**** GIVEN DATA
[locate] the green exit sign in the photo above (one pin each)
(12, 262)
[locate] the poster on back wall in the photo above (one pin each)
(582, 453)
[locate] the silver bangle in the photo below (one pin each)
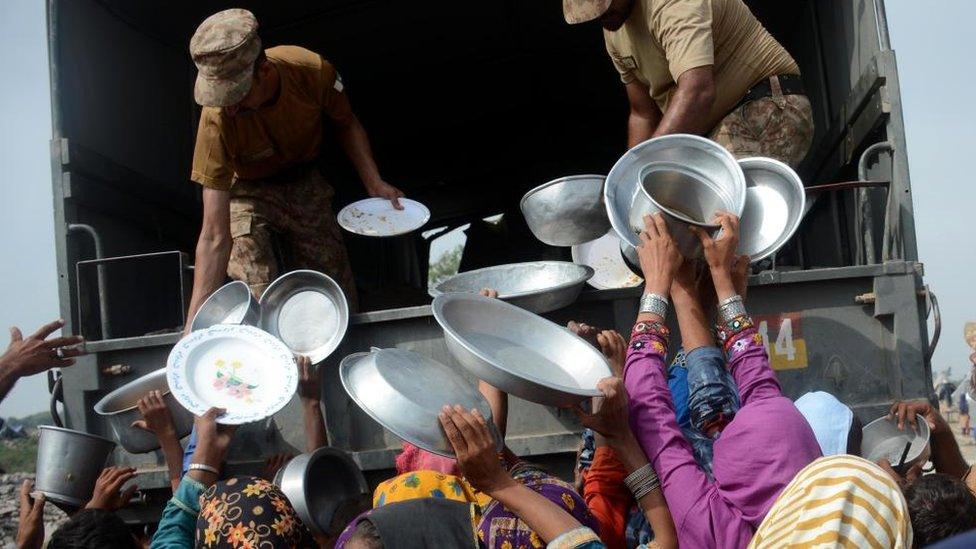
(654, 304)
(203, 467)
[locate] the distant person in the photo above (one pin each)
(258, 141)
(706, 67)
(36, 353)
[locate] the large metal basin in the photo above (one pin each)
(120, 409)
(663, 168)
(68, 464)
(537, 286)
(567, 211)
(775, 204)
(307, 311)
(318, 483)
(883, 439)
(519, 352)
(404, 392)
(232, 303)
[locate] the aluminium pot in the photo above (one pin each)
(119, 408)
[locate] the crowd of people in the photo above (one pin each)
(703, 452)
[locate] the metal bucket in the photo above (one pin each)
(68, 464)
(120, 409)
(319, 483)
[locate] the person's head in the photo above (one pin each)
(233, 71)
(940, 506)
(93, 529)
(611, 13)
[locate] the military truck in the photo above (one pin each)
(468, 105)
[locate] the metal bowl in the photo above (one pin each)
(405, 391)
(120, 409)
(883, 439)
(519, 352)
(567, 211)
(678, 160)
(307, 311)
(775, 204)
(317, 484)
(538, 286)
(603, 255)
(68, 464)
(232, 303)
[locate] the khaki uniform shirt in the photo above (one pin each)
(261, 143)
(664, 38)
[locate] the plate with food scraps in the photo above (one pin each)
(378, 217)
(245, 370)
(603, 255)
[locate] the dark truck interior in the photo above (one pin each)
(468, 105)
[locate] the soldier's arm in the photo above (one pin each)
(644, 114)
(213, 249)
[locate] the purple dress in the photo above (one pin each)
(758, 454)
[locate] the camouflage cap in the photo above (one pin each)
(224, 49)
(581, 11)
********
Each entry must be retyped word for word, with every image omitted.

→ **WRITTEN RESPONSE**
[locate] the green exit sign in the photo above (one pin each)
(12, 262)
[locate] the poster on back wall in the photo above (one pin each)
(582, 453)
[locate] the silver bangle in the photo below (one pin each)
(654, 304)
(203, 467)
[locate] the distant person in the photo above (one pin each)
(258, 141)
(706, 67)
(36, 353)
[locate] the large metal basin in the photo above (one pin each)
(120, 409)
(663, 168)
(68, 464)
(537, 286)
(567, 211)
(775, 204)
(307, 311)
(318, 483)
(883, 439)
(519, 352)
(404, 392)
(232, 303)
[locate] the aluminium pot in the photo above (one pin each)
(119, 408)
[locate] the crowd of people in the photo above (one pin each)
(703, 452)
[locate] the metal bucket in the photo above (one pin each)
(68, 464)
(120, 409)
(319, 483)
[locate] the person's head in the photo above (one pin each)
(233, 71)
(940, 506)
(93, 529)
(611, 13)
[locate] the military truck in the photo above (one pin each)
(468, 105)
[locate] the metal bowl in the photo above (one pin each)
(405, 391)
(120, 409)
(883, 439)
(519, 352)
(567, 211)
(678, 160)
(307, 311)
(775, 204)
(317, 484)
(538, 286)
(603, 255)
(68, 464)
(232, 303)
[locate] the khaki uniform shirt in the photo above (one pin each)
(261, 143)
(664, 38)
[locate] the plate with food scraps in the photo above (one pin each)
(378, 217)
(245, 370)
(603, 255)
[locate] the dark truck interior in the photo above (one pin each)
(468, 105)
[locate] the soldier's arm in the photo above (one pin each)
(644, 114)
(213, 249)
[locate] the purple dress in the photo above (one pin each)
(758, 454)
[locate] the camouflage cap in the photo above (one pin each)
(224, 49)
(581, 11)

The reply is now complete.